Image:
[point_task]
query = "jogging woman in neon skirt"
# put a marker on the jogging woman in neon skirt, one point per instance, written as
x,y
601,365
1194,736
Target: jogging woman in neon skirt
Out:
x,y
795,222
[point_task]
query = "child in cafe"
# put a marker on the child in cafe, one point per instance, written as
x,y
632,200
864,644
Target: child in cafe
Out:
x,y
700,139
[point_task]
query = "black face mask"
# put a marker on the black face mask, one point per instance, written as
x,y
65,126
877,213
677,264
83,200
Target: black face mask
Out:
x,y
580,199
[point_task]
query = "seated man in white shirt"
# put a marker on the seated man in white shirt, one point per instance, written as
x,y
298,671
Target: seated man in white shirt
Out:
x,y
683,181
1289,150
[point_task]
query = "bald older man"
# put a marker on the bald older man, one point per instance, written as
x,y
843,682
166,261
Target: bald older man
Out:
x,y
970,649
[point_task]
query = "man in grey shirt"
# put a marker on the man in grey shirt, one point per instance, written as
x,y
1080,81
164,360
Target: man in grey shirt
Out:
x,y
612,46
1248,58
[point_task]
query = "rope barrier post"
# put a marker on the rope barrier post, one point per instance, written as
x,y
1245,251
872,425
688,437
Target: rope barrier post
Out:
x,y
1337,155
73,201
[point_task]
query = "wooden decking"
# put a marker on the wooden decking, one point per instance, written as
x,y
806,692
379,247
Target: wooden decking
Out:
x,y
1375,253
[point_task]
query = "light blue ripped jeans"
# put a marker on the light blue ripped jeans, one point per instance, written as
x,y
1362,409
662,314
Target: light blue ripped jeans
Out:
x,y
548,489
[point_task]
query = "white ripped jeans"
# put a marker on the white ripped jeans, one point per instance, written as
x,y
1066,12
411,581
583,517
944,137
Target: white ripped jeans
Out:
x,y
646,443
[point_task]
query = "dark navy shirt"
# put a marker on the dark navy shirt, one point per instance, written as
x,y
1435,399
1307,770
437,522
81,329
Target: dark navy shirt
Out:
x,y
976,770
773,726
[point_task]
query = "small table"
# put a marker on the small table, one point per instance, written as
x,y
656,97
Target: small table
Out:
******************************
Set task
Every entry in the listing must be retyped exactly.

Solution to the exercise
Image:
[point_task]
query = "jogging woman in neon skirt"
# put a marker on the jogging woman in neon skirt, one point per instance, written as
x,y
601,365
1194,736
Target: jogging woman in neon skirt
Out:
x,y
795,222
[point_task]
query = "child in cafe"
# put a marker on the child in cafe, one point per instance, written as
x,y
632,200
864,644
Target: child in cafe
Out:
x,y
700,139
[point_task]
query = "black face mask"
# put a marker on the black face mask, one point per instance, written as
x,y
65,126
877,213
677,264
83,200
Target: black face mask
Out:
x,y
580,199
[point_task]
query = "seated man in white shirt"
# put a marker on the seated man in white shirt, one point per instance, written as
x,y
298,671
Target: seated man in white shirt
Out:
x,y
683,181
1289,150
[point_task]
query = "bald older man"
# put a marker on the bald older man, one point per instance, written as
x,y
843,682
166,261
Target: bald older man
Out:
x,y
970,649
[point_task]
query = "man in grey shirt"
# put a marker on the man in grey shirt, one point per instance, written as
x,y
1080,81
164,360
Target: man in grey shirt
Out:
x,y
612,46
1248,58
[point_task]
query = "rope barrier post"
# put a marker on the rope barrier post, one point per instance, written as
x,y
1245,251
872,425
688,437
Target: rope barrier post
Out:
x,y
1337,155
73,201
[point_task]
query = "wooden decking"
# put a marker on the wooden decking, one point per instance, written as
x,y
806,692
379,247
Target: wooden decking
Out:
x,y
1375,253
[point_task]
query = "light blue ripped jeans"
# put a marker on the light blue ripped jeans, one point per instance, written as
x,y
1362,409
662,314
Target: light blue ripped jeans
Out:
x,y
548,489
[point_task]
query = "white ripped jeans"
# put a marker on the white ripped jeans, one point per instance, written as
x,y
1066,12
411,581
583,517
944,137
Target: white ripped jeans
Out:
x,y
646,443
[point_task]
query = "dark navy shirt"
# put a marker on the dark navy shirt, one point per instance, written as
x,y
1435,399
1307,770
437,522
81,329
Target: dark navy shirt
Out:
x,y
976,770
773,726
[point_task]
query = "small table"
# put a marker on the small table, one point per instance, written as
x,y
656,97
Target: small table
Out:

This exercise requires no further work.